PAGE EXCERPT –
::::

Born: Garessio, Italy (near Turin) August 07, 1938

Early Plans: To be a painter, like his father Mario Giugiaro. Studied under a famous local cartoonist, Eugenio Colmo, known as Golia.        

Discovery: In 1955, Golia’s nephew, Technical Director of Fiat, saw some of 17 year-old Giorgetto’s car sketches, and got him a job at Fiat’s Special Vehicles Styling Center.

Biggest Hits

1963 BMW 3200 CS front 3/4
1963 BMW 3200 CS RM Sotheby's

1962 BMW 3200 CS: The direct design precursor to the delicate neue klasse coupes and sport sedans like the 2002 and 3.0 CS that still define the BMW brand, including the first use of the forward-bending C-pillar (“Hofmeister Kink”) that remains a design signature.

1963 Iso Grifo: A groundbreaking “hybrid” Grand Touring car. Combination of sensual European styling with brutal American big-block power.

1974 VW Golf: The first modern Volkswagen, signaling the brand’s shift out of its Beetle roots. Crisp, efficient, and purposeful.

::::

Excerpts from location labeling data –

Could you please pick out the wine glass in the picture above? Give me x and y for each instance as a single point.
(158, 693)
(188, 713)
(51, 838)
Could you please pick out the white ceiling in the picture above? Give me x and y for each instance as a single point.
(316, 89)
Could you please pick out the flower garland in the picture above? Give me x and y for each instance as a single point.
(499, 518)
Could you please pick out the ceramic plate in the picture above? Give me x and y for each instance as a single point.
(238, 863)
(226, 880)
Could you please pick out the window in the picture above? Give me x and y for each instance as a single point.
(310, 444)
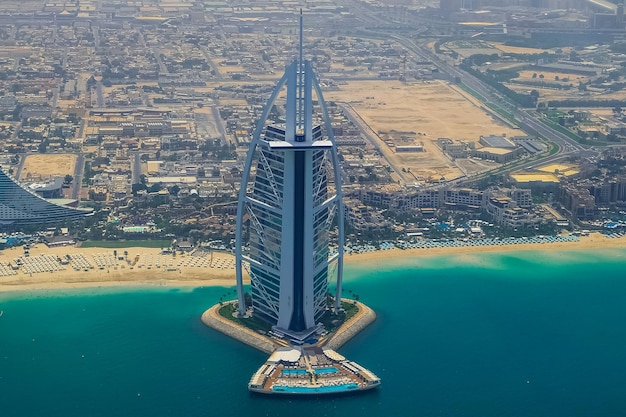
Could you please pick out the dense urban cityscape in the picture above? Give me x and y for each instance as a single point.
(142, 111)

::::

WHAT THIS EXERCISE ASKS –
a – According to the Giugiaro profile, what makes the 1963 Iso Grifo a "hybrid" Grand Touring car? Answer in one to three sentences.
b – Retype the stretch of the records from the line containing "Could you please pick out the white" through the end of the records, without the pictures.
The Giugiaro profile and the records are unrelated to each other.

SOLUTIONS IN ORDER –
a – The 1963 Iso Grifo is called a "hybrid" because it combined sensual European styling with brutal American big-block power.

b –
Could you please pick out the white ceiling in the picture above? Give me x and y for each instance as a single point.
(316, 89)
Could you please pick out the flower garland in the picture above? Give me x and y for each instance as a single point.
(499, 518)
Could you please pick out the ceramic plate in the picture above? Give me x and y for each instance as a single point.
(238, 863)
(226, 880)
Could you please pick out the window in the picture above? Give me x and y for each instance as a single point.
(310, 444)
Could you please pick out the dense urban cityscape in the picture above? Give me x and y for each instance as a single point.
(142, 111)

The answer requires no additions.